Fonte:
↓

Congadas de Minas – A Fé que Dança

por Mafalda Pequenino

A festa da de Nossa Senhora do Rosário dos homens Pretos é a lendária Festa do Reinado de Chico Rei, homem que na África era o soberano da sua tribo quando foi capturado por negreiros juntamente com sua família e quase todo seu povo. Na travessia para o Brasil morreram sua mulher e quase todos os filhos, restando apenas um. Ao chegar em Ouro Preto, Francisco trabalhou nas minas e conseguiu realizar a economia necessária para comprar a sua libertação e a do filho. Adquiriu a mina de Encardideira e aos poucos comprou a libertação dos compatriotas.

Os escravos libertos tinha Chico como rei. A corte estava formada. Esse grupo associou-se a Irmandade de Nossa Senhora do Rosário dos Homens Pretos em 1715, uma confraria de culto católico, criada para abrigar a religiosidade do povo negro que na época da escravidão era impedido de frequentar as mesmas igrejas dos senhores. Construíram em 1723 a Igreja do Alto da Santa Cruz em alvenaria de pedra e cantaria do Itacolomia: um dos maiores monumentos do barroco mineiro.

A celebração é realizada com tambores, pontos cantados, muita dança e música. Esta celebração é  conhecida como “Congado”, mas também pode ser denominada “Congada” ou “Congo”. Manifestação cultural e religiosa de influência africana, o Congado traz tradições tribais de Angola e do Congo mesclada à influências ibéricas. Esse legado de experiências históricas é preservado em diversas regiões do Brasil com algumas diferenças devido à cultura de cada região.

O Congado tem no estado de Minas a maior concentração. Passado três séculos, o legado de Chico Rei se tornou referência para todo o Brasil. Transmitida oralmente, a tradição é passada de uma geração para outra.

A Congada é um bailado dramático que representa a coroação do rei do Congo e da Rainha Niziga, acompanhado de um cortejo compassado, cavalgadas, encenações e levantamento de mastros. Os temas dos enredos tratam basicamente da vida de São Benedito, o encontro de Nossa Senhora do Rosário submergida nas águas, Santa Efigênia e a representação da luta de Carlos Magno contra as invasões mouras.

↑

Requisitos do exercício:
1. Segundo o texto sobre as Congadas, em que ano foi construída a Igreja do Alto da Santa Cruz?
2. Reproduza fielmente o trecho do texto sobre as Congadas que começa em "O Congado tem" e vai até "geração para outra.", incluindo essas palavras.

(Registros sobre a localização de itens nomeados)
↓

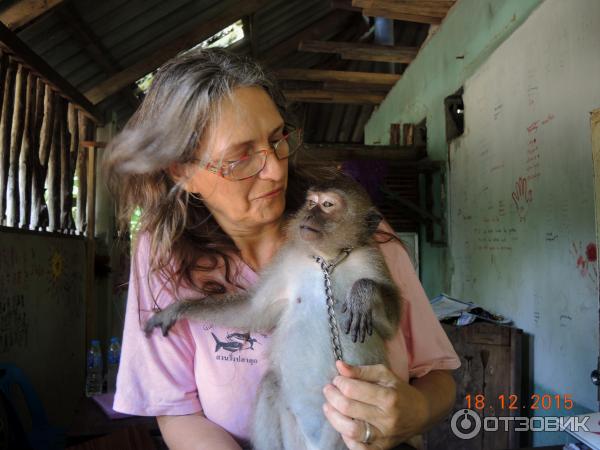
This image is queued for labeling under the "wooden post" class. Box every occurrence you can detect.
[0,61,16,224]
[63,103,79,232]
[46,95,63,231]
[19,72,37,228]
[75,112,88,234]
[29,84,55,229]
[85,116,96,342]
[6,64,27,227]
[59,102,71,233]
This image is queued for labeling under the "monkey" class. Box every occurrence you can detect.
[145,176,401,450]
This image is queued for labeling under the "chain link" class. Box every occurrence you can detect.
[313,248,352,361]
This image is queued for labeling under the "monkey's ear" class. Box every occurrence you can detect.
[366,208,383,236]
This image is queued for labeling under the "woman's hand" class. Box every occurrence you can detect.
[323,361,455,450]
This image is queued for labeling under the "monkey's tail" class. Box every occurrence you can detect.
[210,332,223,352]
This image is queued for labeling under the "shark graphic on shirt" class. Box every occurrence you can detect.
[210,332,260,353]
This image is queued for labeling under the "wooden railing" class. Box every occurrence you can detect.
[0,44,95,234]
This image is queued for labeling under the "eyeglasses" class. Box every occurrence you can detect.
[204,128,302,181]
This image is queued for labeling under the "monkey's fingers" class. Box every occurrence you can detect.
[344,312,354,334]
[144,311,176,336]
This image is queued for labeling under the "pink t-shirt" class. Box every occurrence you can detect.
[114,230,460,440]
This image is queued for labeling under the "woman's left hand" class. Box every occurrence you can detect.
[323,361,429,450]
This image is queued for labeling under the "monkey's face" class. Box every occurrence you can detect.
[298,191,347,242]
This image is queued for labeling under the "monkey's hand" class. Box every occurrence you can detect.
[144,302,186,336]
[342,278,377,342]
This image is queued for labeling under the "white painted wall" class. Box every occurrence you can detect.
[449,0,600,441]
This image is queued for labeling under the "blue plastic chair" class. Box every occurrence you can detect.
[0,363,65,450]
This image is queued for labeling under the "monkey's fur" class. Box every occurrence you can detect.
[146,178,400,450]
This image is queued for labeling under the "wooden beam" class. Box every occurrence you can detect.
[85,0,268,104]
[298,41,419,64]
[352,0,454,25]
[56,2,119,75]
[56,1,140,109]
[0,23,103,123]
[352,0,454,19]
[283,89,385,105]
[330,0,362,14]
[274,69,400,88]
[363,8,442,25]
[261,11,355,65]
[0,0,64,30]
[243,14,258,58]
[298,143,426,164]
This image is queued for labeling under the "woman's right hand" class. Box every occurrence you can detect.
[156,413,241,450]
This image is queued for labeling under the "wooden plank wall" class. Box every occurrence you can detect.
[0,48,94,235]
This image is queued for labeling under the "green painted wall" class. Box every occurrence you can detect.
[365,0,542,297]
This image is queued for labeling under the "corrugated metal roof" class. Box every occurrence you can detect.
[10,0,432,137]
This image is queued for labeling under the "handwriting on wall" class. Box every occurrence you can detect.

↑

Respostas por tarefa:
1. Em 1723.

2.
O Congado tem no estado de Minas a maior concentração. Passado três séculos, o legado de Chico Rei se tornou referência para todo o Brasil. Transmitida oralmente, a tradição é passada de uma geração para outra.